AVAILABLE RECORDS =>
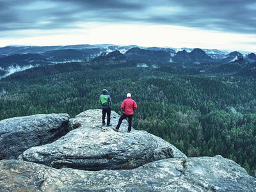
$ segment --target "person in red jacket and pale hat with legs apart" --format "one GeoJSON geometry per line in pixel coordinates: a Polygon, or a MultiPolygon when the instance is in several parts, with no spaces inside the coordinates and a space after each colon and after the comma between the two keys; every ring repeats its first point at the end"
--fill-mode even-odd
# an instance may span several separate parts
{"type": "Polygon", "coordinates": [[[133,111],[137,109],[137,104],[134,100],[131,98],[131,93],[127,93],[127,98],[122,102],[121,109],[124,111],[123,115],[120,116],[118,120],[118,124],[116,125],[116,128],[113,128],[114,131],[118,132],[118,129],[120,125],[122,124],[122,121],[127,118],[128,116],[128,131],[131,132],[132,130],[132,115],[133,111]]]}

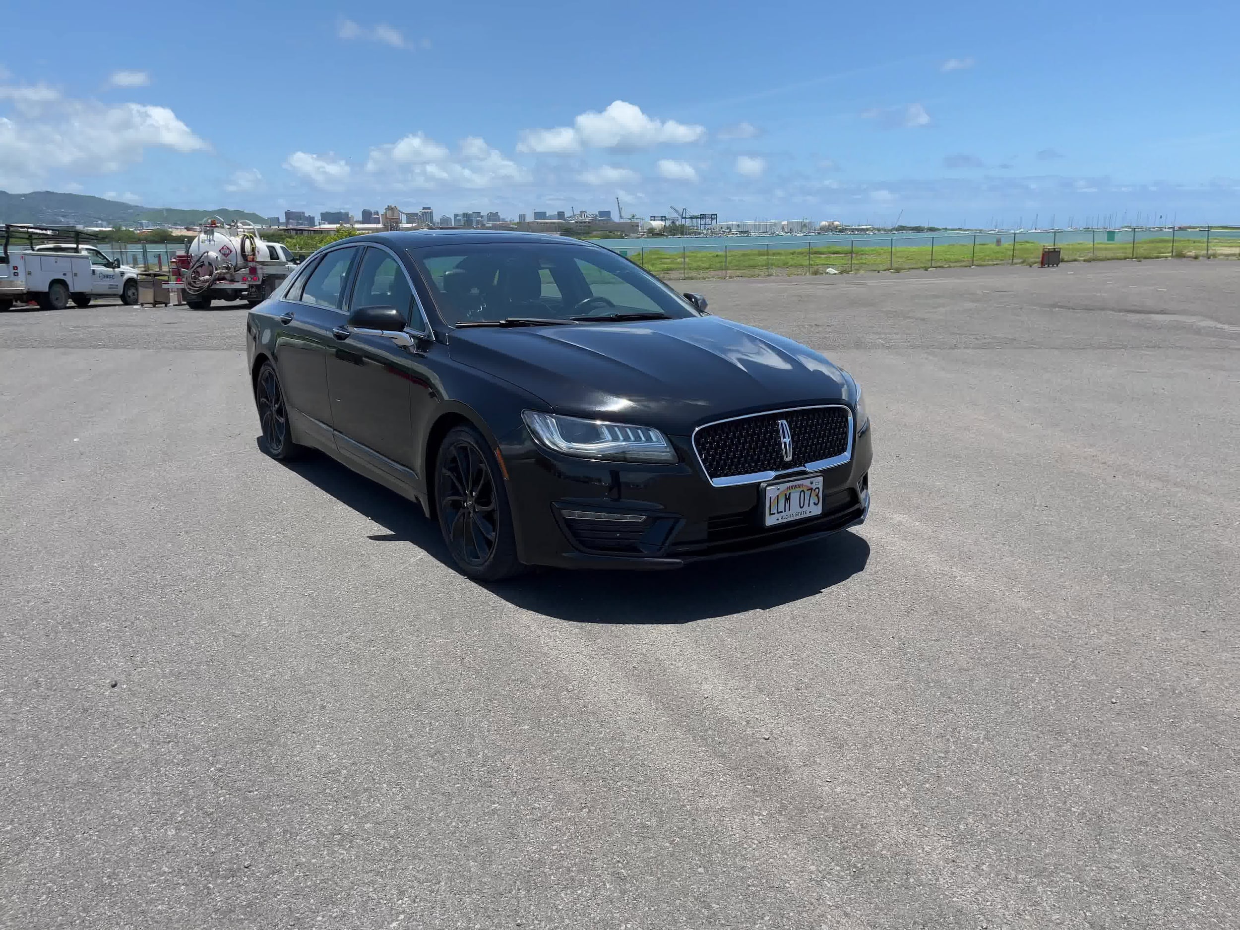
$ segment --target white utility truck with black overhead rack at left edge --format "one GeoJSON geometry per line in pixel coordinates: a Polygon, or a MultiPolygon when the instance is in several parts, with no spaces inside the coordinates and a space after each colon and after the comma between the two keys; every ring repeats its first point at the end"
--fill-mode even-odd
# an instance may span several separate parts
{"type": "Polygon", "coordinates": [[[0,310],[30,300],[43,310],[63,310],[71,300],[87,306],[100,296],[136,304],[138,269],[83,246],[83,238],[92,237],[77,229],[6,223],[0,249],[0,310]],[[55,241],[69,237],[73,242],[55,241]],[[17,250],[16,238],[25,238],[27,248],[17,250]]]}

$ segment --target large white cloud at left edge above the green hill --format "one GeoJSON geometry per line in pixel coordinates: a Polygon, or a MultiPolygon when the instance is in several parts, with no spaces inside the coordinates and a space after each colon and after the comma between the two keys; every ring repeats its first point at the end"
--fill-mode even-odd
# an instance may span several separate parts
{"type": "Polygon", "coordinates": [[[37,184],[52,172],[110,174],[134,165],[146,149],[182,154],[210,146],[166,107],[77,100],[36,84],[0,87],[0,186],[37,184]]]}

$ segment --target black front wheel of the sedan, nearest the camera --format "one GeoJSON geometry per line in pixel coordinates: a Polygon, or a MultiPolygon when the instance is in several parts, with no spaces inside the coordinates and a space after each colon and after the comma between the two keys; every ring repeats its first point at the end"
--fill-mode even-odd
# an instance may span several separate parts
{"type": "Polygon", "coordinates": [[[466,575],[497,582],[521,573],[503,479],[472,427],[454,428],[439,446],[435,511],[448,551],[466,575]]]}

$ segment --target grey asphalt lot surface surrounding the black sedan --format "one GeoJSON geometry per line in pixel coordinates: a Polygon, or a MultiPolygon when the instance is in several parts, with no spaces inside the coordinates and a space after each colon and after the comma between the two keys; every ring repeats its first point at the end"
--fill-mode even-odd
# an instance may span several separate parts
{"type": "Polygon", "coordinates": [[[0,315],[0,925],[1240,925],[1240,262],[697,286],[864,527],[484,588],[243,310],[0,315]]]}

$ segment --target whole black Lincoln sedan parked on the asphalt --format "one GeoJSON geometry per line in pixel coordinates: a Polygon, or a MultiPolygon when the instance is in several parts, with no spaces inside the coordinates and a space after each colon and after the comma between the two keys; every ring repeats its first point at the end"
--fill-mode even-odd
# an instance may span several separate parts
{"type": "Polygon", "coordinates": [[[675,568],[869,510],[861,388],[616,253],[425,231],[325,246],[247,320],[263,445],[419,502],[460,569],[675,568]]]}

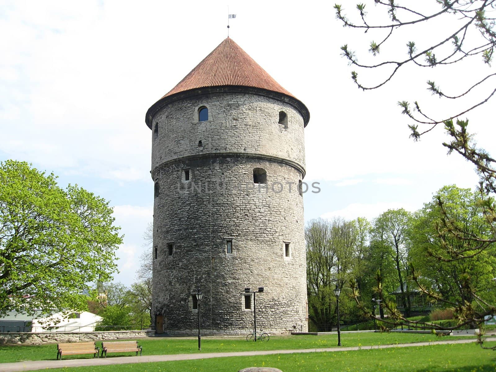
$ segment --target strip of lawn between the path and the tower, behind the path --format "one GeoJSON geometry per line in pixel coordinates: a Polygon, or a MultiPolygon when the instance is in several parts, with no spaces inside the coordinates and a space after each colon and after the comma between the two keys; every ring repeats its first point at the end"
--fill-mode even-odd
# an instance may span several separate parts
{"type": "MultiPolygon", "coordinates": [[[[386,345],[408,342],[433,342],[438,340],[466,339],[469,336],[452,337],[436,336],[430,333],[345,333],[341,334],[341,346],[386,345]]],[[[136,340],[136,339],[135,339],[136,340]]],[[[110,340],[109,340],[110,341],[110,340]]],[[[123,341],[123,339],[116,340],[123,341]]],[[[272,336],[268,342],[247,342],[246,338],[239,337],[203,337],[201,351],[198,351],[196,338],[180,337],[147,337],[137,339],[143,347],[143,355],[161,354],[190,354],[190,353],[216,353],[251,350],[293,350],[293,349],[319,349],[337,346],[337,335],[322,336],[272,336]]],[[[36,360],[55,360],[57,357],[57,344],[45,345],[1,345],[0,362],[21,362],[36,360]]],[[[101,349],[101,342],[97,347],[101,349]]],[[[130,356],[133,353],[109,354],[107,358],[117,356],[130,356]]],[[[63,359],[93,358],[92,354],[70,355],[63,359]]]]}

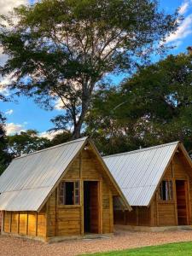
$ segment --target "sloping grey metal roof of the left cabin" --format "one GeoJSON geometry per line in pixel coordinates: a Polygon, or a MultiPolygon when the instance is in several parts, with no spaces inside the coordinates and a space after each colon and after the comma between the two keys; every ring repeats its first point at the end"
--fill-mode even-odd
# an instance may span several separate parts
{"type": "Polygon", "coordinates": [[[38,211],[87,137],[16,158],[0,177],[0,210],[38,211]]]}

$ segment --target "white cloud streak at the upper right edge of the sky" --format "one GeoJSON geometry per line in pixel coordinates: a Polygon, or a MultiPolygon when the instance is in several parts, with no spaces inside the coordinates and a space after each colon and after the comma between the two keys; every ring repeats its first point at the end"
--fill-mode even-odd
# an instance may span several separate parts
{"type": "Polygon", "coordinates": [[[174,43],[177,40],[181,41],[183,38],[192,33],[192,15],[188,15],[178,26],[177,31],[166,38],[167,43],[174,43]]]}

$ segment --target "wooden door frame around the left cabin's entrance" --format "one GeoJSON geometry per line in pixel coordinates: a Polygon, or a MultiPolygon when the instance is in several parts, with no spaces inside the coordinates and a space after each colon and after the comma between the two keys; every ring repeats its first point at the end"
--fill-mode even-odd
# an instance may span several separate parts
{"type": "Polygon", "coordinates": [[[98,186],[98,234],[102,234],[102,180],[85,178],[81,181],[81,234],[84,235],[84,182],[97,182],[98,186]]]}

WHAT YOU HAVE TO DO => Images must not appear; print each record precisely as it reads.

ANSWER TO THE PROBLEM =>
$ segment --target "person in red jacket and pale hat with legs apart" --format "one GeoJSON geometry per line in pixel coordinates: a Polygon, or a MultiPolygon when the instance is in several parts, with no spaces inside the coordinates and a space after each colon and after the comma between the two keys; every ring repeats its first point at the end"
--fill-mode even-odd
# an instance may span several separate parts
{"type": "Polygon", "coordinates": [[[133,111],[137,109],[137,104],[134,100],[131,98],[131,93],[127,93],[127,98],[122,102],[121,109],[124,111],[123,115],[120,116],[118,120],[118,124],[116,125],[116,128],[113,128],[114,131],[118,132],[118,129],[120,125],[122,124],[122,121],[127,118],[128,116],[128,131],[131,132],[132,130],[132,115],[133,111]]]}

$ segment --target white utility truck with black overhead rack at left edge --format "one GeoJSON geometry per line in pixel coordinates: a Polygon, or a MultiPolygon when the instance is in several parts, with no spaces inside the coordinates and a space after each colon and after the comma between the two keys; every ring repeats its first point at the end"
--fill-mode even-odd
# an instance may span several separate parts
{"type": "Polygon", "coordinates": [[[0,310],[30,300],[43,310],[63,310],[71,300],[87,306],[100,296],[136,304],[138,269],[83,246],[83,238],[92,237],[77,229],[6,223],[0,249],[0,310]],[[55,241],[69,237],[73,242],[55,241]],[[17,250],[16,238],[25,238],[27,248],[17,250]]]}

$ segment --target large white cloud at left edge above the green hill --format "one GeoJSON geometry per line in pixel coordinates: a Polygon, or a MultiPolygon when the instance is in several parts, with no spaces inside the coordinates and a space after each colon and after the comma between the two keys; every ring repeats its first point at the end"
--fill-mode even-odd
# an instance may span several separate parts
{"type": "Polygon", "coordinates": [[[37,184],[52,172],[110,174],[134,165],[146,149],[182,154],[210,146],[166,107],[77,100],[36,84],[0,87],[0,186],[37,184]]]}

$ segment --target black front wheel of the sedan, nearest the camera --format "one GeoJSON geometry per line in pixel coordinates: a Polygon, or a MultiPolygon when the instance is in several parts, with no spaces inside the coordinates and a space after each colon and after the comma between the two keys; every ring repeats its first point at the end"
--fill-mode even-odd
# an instance may span several separate parts
{"type": "Polygon", "coordinates": [[[466,575],[497,582],[521,573],[503,479],[472,427],[454,428],[439,446],[435,511],[448,551],[466,575]]]}

$ segment --target grey asphalt lot surface surrounding the black sedan --format "one GeoJSON geometry per line in pixel coordinates: a Polygon, or a MultiPolygon when the instance is in several parts, with no spaces inside the coordinates and a space after each colon and after the comma between the two keys; every ring repeats its first point at the end"
--fill-mode even-odd
# an instance may span several separate parts
{"type": "Polygon", "coordinates": [[[0,315],[0,925],[1240,925],[1240,262],[697,286],[864,527],[484,588],[243,310],[0,315]]]}

$ segment --target whole black Lincoln sedan parked on the asphalt --format "one GeoJSON geometry per line in pixel coordinates: a Polygon, or a MultiPolygon when the instance is in several parts, with no spaces inside the coordinates and a space after each colon and after the comma between the two keys; every ring repeats its first point at the end"
--fill-mode even-odd
# an instance may span several separate parts
{"type": "Polygon", "coordinates": [[[675,568],[869,510],[861,388],[616,253],[425,231],[325,246],[247,320],[263,445],[419,502],[460,569],[675,568]]]}

$ segment --target strip of lawn between the path and the tower, behind the path --format "one GeoJSON geometry per line in pixel coordinates: a Polygon, or a MultiPolygon when the instance is in several parts, with no spaces inside the coordinates and a space after each colon and after the comma between the two keys; every ring repeats its first point at the end"
--fill-mode even-odd
# an instance may span several separate parts
{"type": "MultiPolygon", "coordinates": [[[[386,345],[408,342],[433,342],[438,340],[466,339],[469,336],[452,337],[436,336],[430,333],[345,333],[341,334],[341,346],[386,345]]],[[[136,340],[136,339],[135,339],[136,340]]],[[[110,340],[109,340],[110,341],[110,340]]],[[[123,341],[123,339],[116,340],[123,341]]],[[[272,336],[268,342],[247,342],[246,338],[239,337],[203,337],[201,351],[198,351],[196,338],[180,337],[147,337],[137,339],[143,347],[143,355],[161,354],[190,354],[190,353],[216,353],[251,350],[293,350],[293,349],[319,349],[337,346],[337,335],[322,336],[272,336]]],[[[36,360],[55,360],[57,357],[57,344],[45,345],[1,345],[0,362],[21,362],[36,360]]],[[[101,349],[101,342],[97,347],[101,349]]],[[[130,356],[133,353],[109,354],[107,358],[117,356],[130,356]]],[[[63,359],[93,358],[92,354],[70,355],[63,359]]]]}

$ segment --target "sloping grey metal roof of the left cabin" --format "one GeoJSON geometry per line in pixel coordinates: a Polygon, or a MultiPolygon when the instance is in several parts, with no spaces inside the coordinates and a space after each colon and after the comma between the two keys; every ring repeats its first point at the end"
--fill-mode even-odd
# an instance may span several separate parts
{"type": "Polygon", "coordinates": [[[38,211],[87,137],[16,158],[0,177],[0,210],[38,211]]]}

$ segment --target "white cloud streak at the upper right edge of the sky" --format "one GeoJSON geometry per line in pixel coordinates: a Polygon, or a MultiPolygon when the instance is in several parts, with no spaces inside the coordinates and a space after each colon and after the comma between the two keys; every ring repeats its first point at the end"
--fill-mode even-odd
# an instance may span several separate parts
{"type": "Polygon", "coordinates": [[[174,43],[177,40],[181,41],[183,38],[192,33],[192,15],[188,15],[178,26],[177,31],[166,38],[167,43],[174,43]]]}

$ segment --target "wooden door frame around the left cabin's entrance" --format "one GeoJSON geometry per line in pixel coordinates: a Polygon, or a MultiPolygon when the instance is in several parts, with no spaces inside the coordinates and a space after each colon and after the comma between the two keys; every ring repeats its first point at the end"
--fill-mode even-odd
# an instance may span several separate parts
{"type": "Polygon", "coordinates": [[[98,186],[98,234],[102,234],[102,180],[85,178],[81,181],[81,234],[84,235],[84,182],[97,182],[98,186]]]}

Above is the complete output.